- [Assigned task]: Please update the Indiana swamp history by changing "Loblolly Marsh" to "Loblolly Swamp" and giving the passage again. Begin at the words "Until the early" and stop after "as other animals.".

- [Selected text]:

Until the early 20th century, the eastern portion of Indiana consisted of 13,000 acres of swamp and wetlands, and streams that flowed into the Wabash River. Parts of the swamp smelled like sulphur, prompting the name, Loblolly Marsh, based on a Miami language word. Miami-Illinois is an indigenous Algonquian language formerly common in the United States, primarily in Illinois, Missouri, Indiana and western Ohio. The wetlands’ mixed vegetation supported a rich biodiversity needed by local and migrating birds and insects, as well as other animals.
However, when European Americans arrived, they described the area “as a “treacherous swamp and quagmire, filled with every plant, animal and human danger known — the worst of such locations in the central states . . . a vast forest and swampland legendary for its quicksand and unsavory characters.” One of those unsavory characters was Jim Corbus. Corbus went hunting one day and the spry fellow, sometimes known as Limber Jim, got lost. Friends went hunting for him with the rallying cry, “Limber’s Lost.” Reports vary as to whether Jim was ever found, but the name, “Limberlost” came to mean the swamp, which the European-Americans saw as an ideal place for farms, once the swamp was drained, of course. For the next 80 years, the Limberlost was used as farmland. Then, in 1991, local citizen Ken Brunswick established "Limberlost Swamp Remembered," and a group organized to restore some of the wetlands.

- [Data under study]:
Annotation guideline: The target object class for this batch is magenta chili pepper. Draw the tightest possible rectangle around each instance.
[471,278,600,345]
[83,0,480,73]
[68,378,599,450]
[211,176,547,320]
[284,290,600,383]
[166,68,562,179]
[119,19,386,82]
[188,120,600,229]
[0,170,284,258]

- [Solution to the problem]:
Until the early 20th century, the eastern portion of Indiana consisted of 13,000 acres of swamp and wetlands, and streams that flowed into the Wabash River. Parts of the swamp smelled like sulphur, prompting the name, Loblolly Swamp, based on a Miami language word. Miami-Illinois is an indigenous Algonquian language formerly common in the United States, primarily in Illinois, Missouri, Indiana and western Ohio. The wetlands’ mixed vegetation supported a rich biodiversity needed by local and migrating birds and insects, as well as other animals.